→ **The records**

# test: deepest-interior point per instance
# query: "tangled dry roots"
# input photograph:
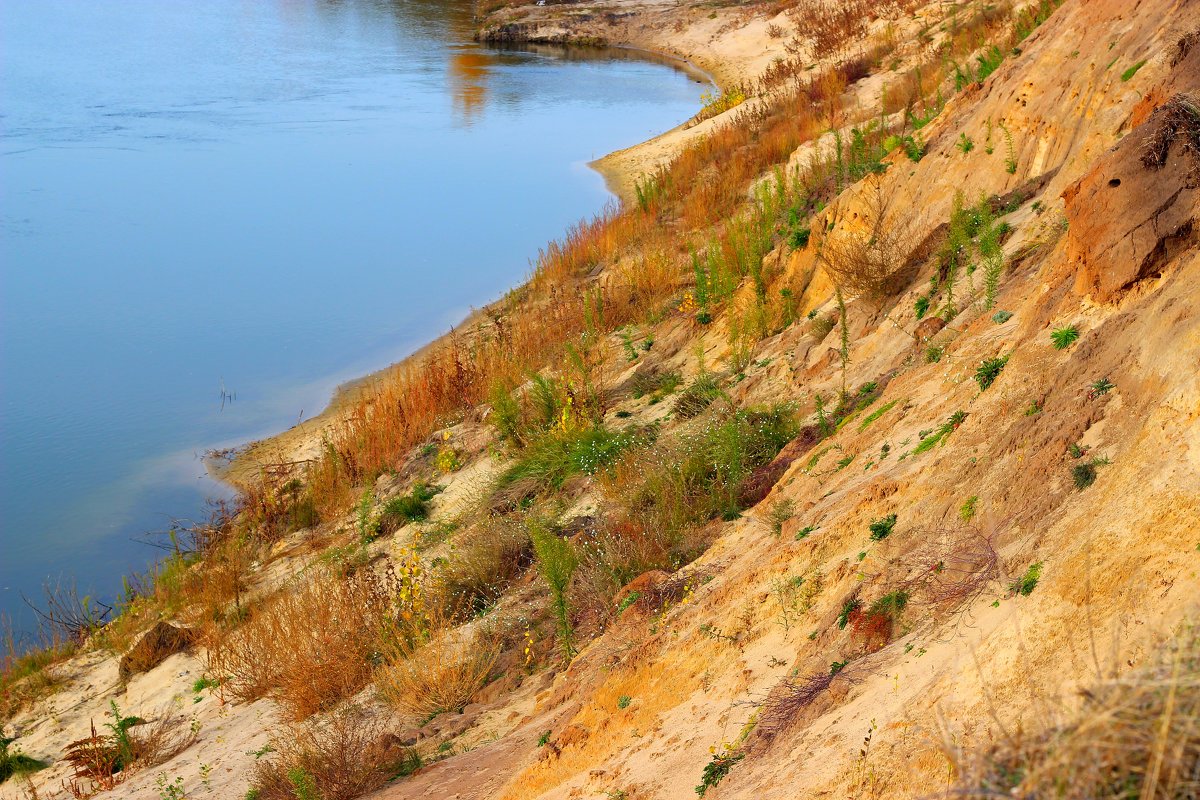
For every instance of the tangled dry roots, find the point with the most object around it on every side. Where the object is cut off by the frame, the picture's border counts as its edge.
(865, 252)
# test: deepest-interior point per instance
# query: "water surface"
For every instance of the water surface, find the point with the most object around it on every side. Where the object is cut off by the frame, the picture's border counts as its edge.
(253, 199)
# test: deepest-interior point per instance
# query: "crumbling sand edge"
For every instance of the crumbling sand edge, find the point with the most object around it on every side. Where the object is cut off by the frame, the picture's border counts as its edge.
(303, 441)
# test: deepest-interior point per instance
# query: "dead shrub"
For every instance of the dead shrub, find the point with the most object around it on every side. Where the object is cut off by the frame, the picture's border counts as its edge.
(443, 673)
(102, 761)
(331, 758)
(309, 647)
(483, 566)
(1134, 737)
(867, 251)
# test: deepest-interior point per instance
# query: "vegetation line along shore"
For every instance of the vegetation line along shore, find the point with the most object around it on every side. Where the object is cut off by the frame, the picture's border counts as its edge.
(839, 435)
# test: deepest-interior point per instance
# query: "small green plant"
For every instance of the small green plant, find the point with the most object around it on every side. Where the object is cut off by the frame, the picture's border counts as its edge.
(1101, 388)
(891, 605)
(967, 510)
(627, 601)
(1063, 337)
(367, 524)
(1084, 474)
(820, 326)
(1132, 71)
(168, 789)
(627, 342)
(989, 370)
(718, 768)
(15, 763)
(779, 513)
(849, 608)
(929, 439)
(1011, 161)
(798, 236)
(557, 563)
(408, 763)
(882, 528)
(304, 785)
(413, 506)
(921, 306)
(203, 683)
(1027, 582)
(697, 396)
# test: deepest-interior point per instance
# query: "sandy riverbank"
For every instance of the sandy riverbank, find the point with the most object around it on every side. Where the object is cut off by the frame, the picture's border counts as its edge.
(723, 48)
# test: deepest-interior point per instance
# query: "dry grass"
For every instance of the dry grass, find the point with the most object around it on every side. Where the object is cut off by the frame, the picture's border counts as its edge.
(1134, 737)
(309, 647)
(442, 673)
(484, 564)
(333, 758)
(25, 675)
(102, 761)
(867, 252)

→ **Your goal**
State how many lines of the material contain the string "query", with no other words.

→ **Finished task**
8